Short exercise:
In the Sons of Anarchy review, where is the motorcycle gang based?

— BEGIN Document passage —

I've already praised "Sons of Anarchy" quite a bit during my time here at the Soap Box Office so I'll keep this short and sweet. For the uninitiated, the Sons of Anarchy are a motor cycle gang based out of Charming, California. The MC (motorcycle club) have a wink-wink relationship with Charming and her police department wherein they provide protection and keep drugs out of the city in exchange for the right to run guns inside her borders. The leadership of the Sons is always a point of contention, as the president of the club Clay (Ron Pearlman) and step-son/vice president Jax (Charlie Hunnam) differ on the direction of the club, and there is always another gang or group looking to cut in on the Son's territory.
Put simply, this is the best show I'm currently watching. (Fighting the urge to say "best show on TV" given that I'm not caught up on "Mad Men" or "Breaking Bad" which seem to be the critical favorites for that title.) We're now two episodes into Season 3 and it is officially hitting its stride. The group dynamics have grown stronger with the entire club coming together to fight a common enemy. (I'm not going to give anything away for anyone who might want to catch up.) Meanwhile, Katey Segal (of "Married with Children" fame) has truly become the glue that holds both the characters and the show itself together. A truly outstanding program.

— END Document passage —
— BEGIN Data records —

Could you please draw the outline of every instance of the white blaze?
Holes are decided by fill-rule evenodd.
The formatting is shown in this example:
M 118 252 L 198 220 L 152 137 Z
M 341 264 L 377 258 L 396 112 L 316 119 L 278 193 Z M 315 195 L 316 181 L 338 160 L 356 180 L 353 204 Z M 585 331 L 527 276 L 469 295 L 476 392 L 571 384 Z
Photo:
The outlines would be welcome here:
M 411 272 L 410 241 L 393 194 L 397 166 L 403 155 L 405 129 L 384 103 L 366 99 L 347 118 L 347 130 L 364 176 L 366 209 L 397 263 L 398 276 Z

— END Data records —

Solution below:
Charming, California.